Written exercise
Rewrite the data from its start through the line containing "149], [39, 148]]", both included, keeping the requests and multiplying every coordinate in the answers by 2.6, rounded to whole numbers with halves going up. Give only these lines and leave out the pictures.

Records for processing

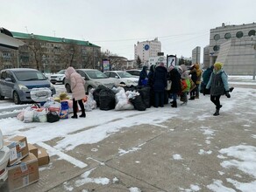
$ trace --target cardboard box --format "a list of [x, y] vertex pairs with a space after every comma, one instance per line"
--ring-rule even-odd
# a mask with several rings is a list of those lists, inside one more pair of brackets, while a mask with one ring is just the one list
[[28, 146], [29, 152], [32, 153], [38, 158], [38, 153], [39, 153], [38, 147], [30, 143], [28, 143], [27, 146]]
[[10, 148], [10, 160], [8, 166], [14, 165], [29, 154], [26, 137], [25, 136], [9, 138], [4, 141], [4, 145]]
[[8, 187], [11, 191], [30, 185], [39, 179], [38, 159], [32, 153], [20, 164], [8, 167]]
[[38, 160], [39, 160], [39, 166], [46, 165], [50, 162], [50, 157], [46, 149], [39, 148]]

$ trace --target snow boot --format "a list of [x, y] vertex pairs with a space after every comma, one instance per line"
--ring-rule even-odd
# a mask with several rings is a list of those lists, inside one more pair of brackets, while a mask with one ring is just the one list
[[172, 104], [172, 107], [177, 108], [177, 101], [174, 101]]
[[216, 109], [216, 112], [213, 113], [214, 116], [219, 115], [219, 109]]

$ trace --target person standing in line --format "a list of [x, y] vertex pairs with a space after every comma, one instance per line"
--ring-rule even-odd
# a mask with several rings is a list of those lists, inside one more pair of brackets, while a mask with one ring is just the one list
[[153, 77], [153, 88], [154, 92], [154, 107], [164, 106], [165, 89], [167, 86], [167, 69], [160, 62], [155, 68]]
[[178, 70], [171, 65], [168, 72], [168, 80], [172, 81], [171, 90], [169, 92], [172, 94], [173, 101], [171, 101], [172, 107], [177, 107], [177, 94], [181, 92], [181, 74]]
[[[219, 110], [222, 107], [220, 105], [220, 97], [222, 94], [225, 94], [227, 98], [231, 98], [229, 93], [228, 76], [223, 70], [223, 63], [217, 62], [214, 64], [214, 70], [210, 74], [210, 78], [206, 86], [206, 89], [210, 89], [210, 100], [216, 106], [216, 112], [214, 116], [219, 115]], [[205, 92], [203, 95], [205, 95]]]
[[[197, 80], [197, 75], [196, 75], [196, 65], [193, 65], [190, 68], [189, 75], [191, 75], [191, 80], [196, 85], [196, 80]], [[190, 98], [188, 99], [189, 100], [194, 100], [196, 98], [196, 88], [193, 89], [190, 92]]]
[[154, 94], [153, 94], [153, 73], [154, 73], [154, 65], [151, 65], [149, 68], [149, 72], [148, 72], [148, 81], [147, 81], [147, 86], [150, 87], [150, 106], [153, 106], [154, 103]]
[[[203, 73], [203, 81], [201, 83], [201, 87], [200, 87], [201, 93], [205, 93], [203, 90], [205, 89], [205, 87], [209, 82], [211, 72], [213, 72], [213, 67], [214, 67], [213, 65], [208, 67]], [[210, 94], [210, 93], [205, 93]]]
[[71, 117], [73, 119], [77, 119], [77, 101], [79, 103], [82, 114], [79, 117], [86, 117], [84, 106], [82, 103], [82, 99], [85, 97], [84, 84], [85, 81], [82, 76], [75, 72], [74, 67], [69, 66], [65, 72], [67, 79], [70, 79], [72, 98], [73, 98], [73, 113]]
[[138, 85], [140, 86], [145, 86], [147, 85], [148, 76], [147, 76], [147, 66], [144, 65], [141, 72], [139, 72], [139, 79]]
[[199, 86], [201, 83], [201, 78], [202, 78], [202, 70], [200, 69], [200, 65], [199, 64], [196, 64], [195, 65], [195, 68], [196, 68], [196, 87], [195, 88], [195, 92], [196, 92], [196, 99], [199, 99]]

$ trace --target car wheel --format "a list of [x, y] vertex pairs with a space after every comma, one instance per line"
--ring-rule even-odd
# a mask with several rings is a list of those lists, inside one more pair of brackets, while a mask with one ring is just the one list
[[68, 93], [72, 93], [71, 92], [71, 87], [70, 87], [70, 85], [69, 84], [67, 84], [66, 85], [66, 90], [67, 90]]
[[89, 93], [90, 92], [90, 90], [91, 90], [92, 88], [93, 88], [93, 87], [90, 86], [87, 87], [87, 93], [88, 93], [88, 94], [89, 94]]
[[14, 92], [14, 93], [13, 93], [13, 101], [14, 101], [14, 103], [15, 103], [16, 105], [20, 104], [19, 96], [18, 96], [18, 94], [17, 92]]
[[4, 100], [4, 96], [1, 95], [0, 93], [0, 100]]

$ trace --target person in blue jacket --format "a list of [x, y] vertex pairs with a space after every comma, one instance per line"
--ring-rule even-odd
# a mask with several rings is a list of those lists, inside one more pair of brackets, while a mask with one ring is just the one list
[[[206, 86], [206, 89], [210, 88], [210, 100], [216, 106], [216, 112], [213, 114], [215, 116], [219, 115], [219, 109], [222, 107], [222, 105], [220, 105], [221, 95], [225, 94], [227, 98], [231, 98], [231, 94], [229, 93], [228, 76], [223, 70], [223, 63], [220, 62], [214, 64], [213, 72]], [[204, 91], [204, 95], [206, 92], [207, 90]]]
[[160, 63], [154, 70], [153, 89], [154, 93], [154, 107], [164, 106], [165, 89], [167, 86], [167, 69], [164, 63]]
[[147, 85], [148, 76], [147, 76], [147, 66], [144, 65], [141, 72], [139, 72], [139, 79], [138, 85], [144, 86]]

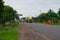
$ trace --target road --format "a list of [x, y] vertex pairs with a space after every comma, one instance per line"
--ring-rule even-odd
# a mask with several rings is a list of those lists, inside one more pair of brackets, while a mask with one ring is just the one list
[[21, 24], [23, 26], [27, 26], [34, 30], [37, 30], [41, 34], [53, 40], [60, 40], [60, 26], [52, 26], [52, 25], [37, 24], [37, 23], [21, 23]]

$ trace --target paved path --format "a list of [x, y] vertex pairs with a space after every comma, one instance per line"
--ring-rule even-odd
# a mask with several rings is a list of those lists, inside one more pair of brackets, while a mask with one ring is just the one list
[[21, 23], [24, 26], [30, 27], [34, 30], [39, 31], [41, 34], [53, 39], [60, 40], [60, 26], [49, 26], [46, 24], [36, 24], [36, 23]]
[[25, 26], [23, 23], [21, 23], [21, 27], [19, 27], [17, 30], [19, 31], [18, 40], [51, 40], [36, 30]]

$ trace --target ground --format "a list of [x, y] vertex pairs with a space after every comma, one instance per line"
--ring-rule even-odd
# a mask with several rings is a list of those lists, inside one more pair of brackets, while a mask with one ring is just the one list
[[51, 40], [50, 38], [40, 34], [34, 29], [21, 26], [18, 28], [19, 37], [18, 40]]

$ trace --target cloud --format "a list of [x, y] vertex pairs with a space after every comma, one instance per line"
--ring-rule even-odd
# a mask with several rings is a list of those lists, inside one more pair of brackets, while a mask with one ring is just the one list
[[36, 16], [47, 12], [50, 8], [55, 12], [60, 8], [60, 0], [4, 0], [5, 5], [10, 5], [23, 16]]

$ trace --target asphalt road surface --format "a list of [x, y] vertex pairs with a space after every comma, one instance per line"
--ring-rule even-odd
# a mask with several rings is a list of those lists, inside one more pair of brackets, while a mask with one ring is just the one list
[[52, 40], [60, 40], [60, 26], [51, 26], [37, 23], [21, 23], [23, 26], [37, 30], [41, 34], [51, 38]]

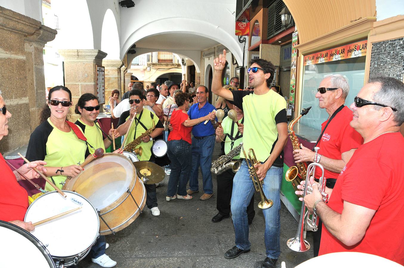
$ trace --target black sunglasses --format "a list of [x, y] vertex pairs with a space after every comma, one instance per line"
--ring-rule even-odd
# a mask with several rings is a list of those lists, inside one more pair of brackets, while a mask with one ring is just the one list
[[264, 73], [267, 73], [268, 72], [265, 71], [265, 70], [262, 69], [262, 68], [260, 68], [259, 67], [253, 67], [253, 68], [249, 68], [247, 69], [247, 72], [248, 73], [250, 73], [250, 71], [252, 71], [253, 73], [256, 73], [258, 70], [261, 70], [262, 71], [264, 72]]
[[69, 107], [71, 105], [72, 105], [71, 101], [67, 101], [67, 100], [49, 100], [49, 104], [51, 105], [54, 106], [57, 106], [59, 105], [59, 103], [61, 103], [62, 106], [63, 107]]
[[327, 92], [327, 90], [335, 90], [338, 89], [338, 88], [317, 88], [317, 92], [320, 92], [322, 94], [324, 94]]
[[85, 109], [89, 112], [92, 112], [95, 109], [95, 111], [98, 111], [100, 109], [100, 105], [97, 105], [97, 106], [83, 106], [82, 108], [83, 109]]
[[362, 107], [362, 106], [364, 106], [365, 105], [377, 105], [378, 106], [382, 106], [383, 107], [390, 107], [391, 108], [391, 110], [394, 111], [395, 112], [397, 110], [395, 108], [393, 108], [390, 106], [388, 106], [387, 105], [385, 105], [383, 104], [380, 104], [380, 103], [374, 103], [372, 101], [370, 101], [369, 100], [364, 100], [363, 98], [361, 98], [359, 97], [355, 97], [354, 99], [355, 106], [356, 107]]
[[5, 115], [6, 113], [7, 113], [7, 108], [6, 108], [6, 105], [3, 106], [3, 108], [0, 108], [0, 111], [2, 111], [3, 114]]
[[139, 104], [139, 103], [140, 103], [140, 100], [140, 100], [140, 99], [139, 99], [138, 98], [135, 98], [135, 99], [133, 99], [133, 100], [129, 100], [129, 104], [133, 104], [133, 102], [134, 101], [135, 103], [136, 103], [137, 104]]

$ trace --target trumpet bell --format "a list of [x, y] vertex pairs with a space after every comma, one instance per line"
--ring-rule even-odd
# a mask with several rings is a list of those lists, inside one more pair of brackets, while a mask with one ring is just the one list
[[289, 248], [298, 252], [304, 252], [310, 249], [310, 244], [300, 237], [291, 238], [286, 243]]

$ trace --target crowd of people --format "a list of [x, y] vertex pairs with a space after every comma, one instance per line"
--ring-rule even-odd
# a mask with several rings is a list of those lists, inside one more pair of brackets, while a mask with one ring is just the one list
[[[192, 195], [200, 190], [200, 169], [203, 194], [200, 199], [209, 199], [215, 191], [217, 196], [217, 213], [212, 221], [218, 222], [231, 214], [235, 245], [224, 257], [235, 258], [251, 247], [249, 225], [255, 215], [255, 190], [246, 162], [248, 156], [241, 150], [231, 157], [241, 164], [235, 174], [228, 169], [217, 175], [216, 191], [210, 168], [215, 142], [222, 143], [223, 153], [227, 155], [242, 142], [247, 150], [253, 149], [257, 162], [253, 163], [253, 168], [262, 182], [262, 193], [273, 201], [270, 207], [262, 210], [265, 258], [261, 267], [276, 267], [281, 253], [280, 189], [283, 149], [288, 138], [286, 103], [280, 88], [271, 84], [275, 67], [271, 62], [251, 61], [247, 71], [249, 86], [245, 90], [238, 90], [236, 77], [228, 86], [223, 86], [225, 63], [224, 50], [214, 60], [211, 92], [220, 98], [216, 107], [208, 101], [210, 92], [206, 86], [195, 86], [185, 80], [180, 85], [169, 81], [161, 85], [152, 83], [145, 90], [141, 83], [130, 83], [120, 100], [119, 92], [113, 92], [109, 103], [112, 116], [119, 118], [119, 123], [116, 130], [110, 130], [104, 136], [96, 122], [100, 106], [95, 96], [86, 93], [80, 97], [75, 109], [80, 117], [75, 124], [66, 120], [74, 105], [70, 90], [62, 86], [50, 89], [43, 111], [45, 119], [29, 139], [26, 157], [31, 163], [13, 172], [0, 157], [4, 175], [0, 183], [10, 189], [9, 194], [0, 197], [0, 219], [28, 230], [34, 229], [32, 223], [23, 222], [28, 203], [26, 191], [17, 183], [24, 179], [20, 174], [38, 178], [32, 169], [37, 167], [61, 188], [67, 177], [83, 170], [78, 161], [82, 163], [95, 148], [105, 151], [111, 145], [111, 137], [127, 133], [126, 145], [142, 136], [137, 147], [143, 148], [139, 160], [166, 167], [169, 175], [167, 201], [192, 199]], [[329, 115], [321, 125], [322, 133], [315, 145], [320, 149], [315, 152], [301, 144], [293, 151], [297, 163], [316, 162], [325, 171], [328, 203], [324, 201], [315, 180], [320, 176], [319, 169], [311, 179], [312, 192], [301, 198], [310, 213], [322, 222], [314, 233], [314, 256], [358, 251], [404, 264], [401, 245], [404, 230], [399, 224], [404, 217], [400, 205], [404, 201], [401, 194], [404, 191], [404, 161], [400, 156], [404, 151], [404, 138], [400, 133], [404, 122], [404, 84], [377, 76], [369, 79], [354, 100], [346, 99], [349, 90], [342, 75], [324, 78], [316, 95], [320, 107]], [[344, 105], [353, 100], [349, 108]], [[215, 112], [218, 109], [226, 115], [220, 124]], [[227, 114], [231, 109], [236, 113], [235, 121]], [[1, 93], [0, 111], [1, 139], [8, 134], [11, 116]], [[142, 135], [151, 129], [149, 134]], [[86, 140], [81, 139], [78, 131]], [[156, 158], [152, 152], [153, 140], [160, 138], [167, 142], [165, 158]], [[122, 153], [120, 149], [114, 152]], [[304, 184], [303, 181], [297, 195], [303, 194]], [[145, 187], [146, 205], [153, 215], [158, 216], [156, 186]], [[45, 189], [53, 190], [47, 183]], [[103, 267], [116, 264], [105, 254], [107, 246], [101, 236], [91, 251], [93, 261]]]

In response
$ trace --target cardboard box --format "a list of [x, y] vertex pairs with a space after every comma, one instance per line"
--ring-rule even-odd
# a mask with several rings is a list of those lists, inside one more pair of brackets, while a mask with one ring is just the one list
[[73, 380], [75, 395], [83, 398], [99, 411], [99, 398], [101, 398], [99, 382], [78, 372], [73, 372], [70, 380]]
[[26, 385], [26, 416], [21, 432], [36, 429], [75, 400], [68, 356], [65, 354], [23, 359], [10, 367], [10, 377]]
[[21, 486], [29, 497], [78, 481], [101, 465], [99, 413], [83, 398], [52, 426], [21, 434]]
[[99, 416], [101, 416], [101, 432], [120, 429], [130, 421], [130, 408], [120, 387], [101, 385]]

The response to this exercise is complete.